Document passage: Begin

St. James's Park: Unattended Cycles

Lord Berkeley asked Her Majesty's Government:

    What is the reason for the erection of new police notices in St. James's Park warning that cycles left unattended will be removed by the police; and [HL1]

    Why cyclists are not allowed to leave their cycles unattended at locations in St. James's Park and Westminster.[HL2]

Lord McIntosh of Haringey: Responsibility for the subject of these questions has been delegated to the Royal Parks Agency under its Chief Executive, Mr. David Welch. I have asked him to arrange for a reply to be given.

Letter to Lord Kennet from the Head of Policy of the Royal Parks Agency, Ms Viviane Robertson.

In the absence of the Chief Executive of the Royal Parks Agency, Mr. David Welch, I have been asked by the Secretary of State for Culture, Media and Sport to reply to your two parliamentary Questions relating to cycles in St. James's Park, as this is an operational matter for which the agency is responsible.

Unattended cycles are a potential security risk in the vicinity of ceremonial routes and the most recent notices were displayed as part of the security arrangements prior to the State Opening of Parliament. They are visually intrusive in a Grade 1 listed landscape and damage the railings and their paintwork, and it is an offence under the Royal Parks Regulations to attach cycles or any other article to park railings or other park furniture.

I am unable to comment on the position with regard to cycles left unattended in Westminster.

Human Rights Act 1998

Lord Lester of Herne Hill asked Her Majesty's Government:

    Whether, when they bring Section 19 of the Human Rights Act 1998 into force, they will at the same time bring Section 3 into force so as to ensure that the courts construe future Acts of Parliament so far as is possible in accordance with convention rights, having regard to any ministerial statements of compatibility with the European Convention on Human Rights made under Section 19.[HL70]

The Minister of State, Home Office (Lord Williams of Mostyn): The main provisions of the Act, including Section 3, belong together and will be implemented as a whole. Section 19 is separate from the main provisions and for that reason we were able to bring it into force in advance of them on 24 November.

Document passage: End

» **Complete the following**:
• a. In the parliamentary answers, on what date was Section 19 of the Human Rights Act 1998 brought into force?
• b. Retype the parliamentary answers from "Whether, when they" to "on 24 November.".

Extracted material: Begin

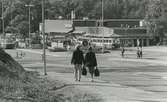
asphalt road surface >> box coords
[6,47,167,102]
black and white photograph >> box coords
[0,0,167,102]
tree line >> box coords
[0,0,167,37]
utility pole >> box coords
[25,4,34,48]
[1,0,6,48]
[42,0,47,75]
[101,0,104,53]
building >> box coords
[42,19,152,48]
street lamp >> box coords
[1,0,5,48]
[101,0,104,53]
[1,0,5,37]
[25,4,34,48]
[42,0,47,75]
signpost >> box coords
[42,0,47,75]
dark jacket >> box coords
[71,50,84,64]
[84,52,97,67]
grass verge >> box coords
[0,72,101,102]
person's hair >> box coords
[76,45,80,50]
[89,47,93,51]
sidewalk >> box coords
[18,49,167,102]
[39,72,167,102]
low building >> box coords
[42,19,156,47]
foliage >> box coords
[0,0,167,37]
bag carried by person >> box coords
[82,66,87,75]
[94,67,100,77]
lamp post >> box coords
[101,0,104,53]
[42,0,47,75]
[1,0,5,37]
[25,4,34,48]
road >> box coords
[7,47,167,102]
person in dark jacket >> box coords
[85,47,97,82]
[71,46,84,81]
[121,47,125,57]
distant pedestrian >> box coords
[121,47,125,57]
[71,46,84,81]
[85,47,97,82]
[137,47,143,58]
[139,47,143,58]
[136,48,140,58]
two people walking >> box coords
[71,46,97,82]
[137,47,143,58]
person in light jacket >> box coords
[84,47,97,82]
[71,46,84,81]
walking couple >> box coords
[71,46,97,82]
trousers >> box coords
[74,64,82,81]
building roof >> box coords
[45,20,72,33]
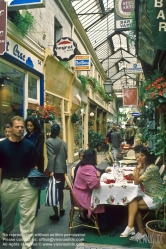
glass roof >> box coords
[71,0,137,92]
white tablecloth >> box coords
[91,174,144,210]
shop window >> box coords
[0,61,25,137]
[28,75,38,100]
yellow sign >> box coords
[74,54,90,71]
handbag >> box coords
[45,177,59,206]
[43,140,62,177]
[27,168,49,190]
[104,137,109,144]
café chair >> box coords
[143,165,165,220]
[70,165,76,184]
[65,174,101,236]
[126,150,135,157]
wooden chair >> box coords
[126,150,135,157]
[65,174,101,236]
[142,168,165,220]
[70,165,76,183]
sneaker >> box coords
[49,215,59,221]
[129,232,148,242]
[60,209,65,216]
[120,226,135,237]
[1,232,12,241]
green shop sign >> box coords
[147,0,166,50]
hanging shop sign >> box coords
[6,37,43,73]
[123,87,138,106]
[136,0,155,65]
[147,0,166,50]
[0,1,7,55]
[74,54,90,71]
[132,112,140,117]
[114,0,135,30]
[127,63,143,73]
[53,37,77,61]
[8,0,45,10]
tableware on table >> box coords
[104,179,115,184]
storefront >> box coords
[0,37,44,137]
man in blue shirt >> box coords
[0,116,38,249]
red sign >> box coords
[123,88,138,106]
[0,0,7,55]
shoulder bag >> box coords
[44,140,62,177]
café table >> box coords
[123,156,135,160]
[91,172,144,210]
[118,159,138,165]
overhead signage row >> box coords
[74,54,90,71]
[127,63,143,73]
[114,0,135,31]
[7,0,45,10]
[0,1,7,55]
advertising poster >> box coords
[114,0,135,31]
[123,87,138,106]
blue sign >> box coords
[8,0,45,10]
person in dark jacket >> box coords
[111,126,121,160]
[25,116,44,214]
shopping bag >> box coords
[45,177,59,206]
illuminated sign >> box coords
[74,54,90,71]
[8,0,45,10]
[0,1,7,55]
[53,37,77,61]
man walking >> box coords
[111,126,121,160]
[46,124,67,221]
[0,116,38,249]
[125,124,135,146]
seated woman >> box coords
[73,149,104,218]
[120,148,163,241]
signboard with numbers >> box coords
[0,1,7,55]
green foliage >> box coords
[104,93,114,103]
[71,113,80,123]
[78,75,88,90]
[88,129,104,148]
[151,115,166,156]
[13,11,34,36]
[139,70,166,107]
[92,77,100,92]
[88,121,94,126]
[153,183,166,232]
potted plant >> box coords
[88,129,104,151]
[27,105,58,123]
[71,113,80,123]
[146,183,166,249]
[139,70,166,107]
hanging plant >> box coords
[78,75,88,90]
[88,121,94,126]
[13,11,34,36]
[71,113,80,123]
[139,70,166,107]
[104,93,114,103]
[92,77,100,92]
[27,105,58,123]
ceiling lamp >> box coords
[89,112,95,117]
[104,78,113,94]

Extracted material: End

» **Answers for each item**:
• a. 24 November

• b.
Whether, when they bring Section 19 of the Human Rights Act 1998 into force, they will at the same time bring Section 3 into force so as to ensure that the courts construe future Acts of Parliament so far as is possible in accordance with convention rights, having regard to any ministerial statements of compatibility with the European Convention on Human Rights made under Section 19.[HL70]

The Minister of State, Home Office (Lord Williams of Mostyn): The main provisions of the Act, including Section 3, belong together and will be implemented as a whole. Section 19 is separate from the main provisions and for that reason we were able to bring it into force in advance of them on 24 November.